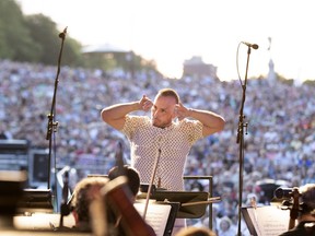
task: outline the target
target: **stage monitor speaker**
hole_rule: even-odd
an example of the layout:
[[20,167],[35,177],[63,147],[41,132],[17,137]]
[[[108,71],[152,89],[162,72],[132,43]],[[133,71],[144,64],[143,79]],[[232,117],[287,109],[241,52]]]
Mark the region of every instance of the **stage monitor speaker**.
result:
[[31,150],[28,161],[28,184],[31,188],[48,185],[48,152]]

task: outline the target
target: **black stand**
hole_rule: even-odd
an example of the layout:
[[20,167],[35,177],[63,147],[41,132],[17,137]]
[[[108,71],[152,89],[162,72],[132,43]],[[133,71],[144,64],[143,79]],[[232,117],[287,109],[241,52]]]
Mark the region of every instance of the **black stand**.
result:
[[[150,199],[158,202],[179,202],[177,219],[199,219],[206,213],[207,204],[213,203],[213,201],[208,201],[208,192],[197,191],[155,191],[150,194]],[[148,193],[140,193],[137,199],[147,197]]]
[[246,72],[245,72],[245,82],[242,84],[243,88],[243,97],[242,104],[240,108],[240,121],[238,121],[238,129],[237,129],[237,140],[236,142],[240,143],[240,184],[238,184],[238,231],[237,235],[241,236],[241,217],[242,217],[242,202],[243,202],[243,163],[244,163],[244,128],[247,134],[247,126],[248,123],[244,123],[245,116],[243,114],[245,98],[246,98],[246,85],[247,85],[247,72],[248,72],[248,63],[249,63],[249,55],[250,55],[250,46],[248,46],[247,50],[247,62],[246,62]]
[[52,103],[51,103],[51,109],[50,114],[47,115],[48,117],[48,126],[47,126],[47,135],[46,140],[49,140],[49,153],[48,153],[48,182],[47,182],[47,188],[50,189],[50,165],[51,165],[51,135],[52,131],[57,131],[57,126],[58,121],[54,121],[54,110],[55,110],[55,105],[56,105],[56,94],[57,94],[57,87],[58,87],[58,82],[59,82],[59,73],[60,73],[60,63],[61,63],[61,55],[63,50],[63,43],[67,34],[67,27],[63,30],[62,33],[59,34],[59,37],[61,38],[61,48],[59,52],[59,58],[58,58],[58,69],[57,69],[57,75],[55,80],[55,90],[54,90],[54,96],[52,96]]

- [Requirements] Print all the lines above word for word, but leave out the pictures.

- [Output]
task: outline the target
target: **stage monitor speaker**
hole_rule: even-odd
an example of the layout:
[[20,167],[35,177],[63,147],[41,132],[17,137]]
[[[108,71],[152,89],[162,72],[132,43]],[[133,71],[144,64],[143,79]],[[232,117],[287,109],[241,52]]]
Mark the region of every instance of the **stage monitor speaker**.
result:
[[31,150],[28,161],[28,184],[31,188],[48,185],[48,152]]

task: outline the target
target: **black stand**
hole_rule: even-odd
an example of the layout:
[[20,167],[35,177],[63,147],[41,132],[17,137]]
[[[108,71],[152,89],[162,72],[132,43]],[[133,71],[144,64],[143,79]],[[232,117],[287,109],[241,52]]]
Mark the region of every instance of the **black stand**.
result:
[[[150,199],[158,202],[179,202],[177,219],[199,219],[206,213],[207,204],[213,203],[213,201],[208,201],[208,192],[197,191],[155,191],[150,194]],[[148,193],[140,193],[137,199],[147,197]]]
[[246,72],[245,72],[245,82],[242,84],[243,88],[243,97],[242,104],[240,108],[240,121],[238,121],[238,129],[237,129],[237,140],[236,142],[240,143],[240,184],[238,184],[238,231],[237,235],[241,236],[241,217],[242,217],[242,202],[243,202],[243,163],[244,163],[244,128],[247,134],[247,126],[248,123],[244,123],[245,116],[243,114],[245,98],[246,98],[246,85],[247,85],[247,72],[248,72],[248,63],[249,63],[249,55],[250,55],[250,46],[248,46],[247,50],[247,62],[246,62]]
[[52,103],[51,103],[51,109],[50,114],[47,115],[48,117],[48,126],[47,126],[47,135],[46,140],[49,140],[49,153],[48,153],[48,182],[47,182],[47,188],[50,189],[50,165],[51,165],[51,135],[52,131],[57,131],[57,126],[58,121],[54,121],[54,110],[55,110],[55,105],[56,105],[56,94],[57,94],[57,87],[58,87],[58,82],[59,82],[59,73],[60,73],[60,63],[61,63],[61,55],[63,50],[63,43],[67,34],[67,27],[63,30],[62,33],[59,34],[59,37],[61,38],[61,48],[59,52],[59,58],[58,58],[58,69],[57,69],[57,75],[55,80],[55,90],[54,90],[54,96],[52,96]]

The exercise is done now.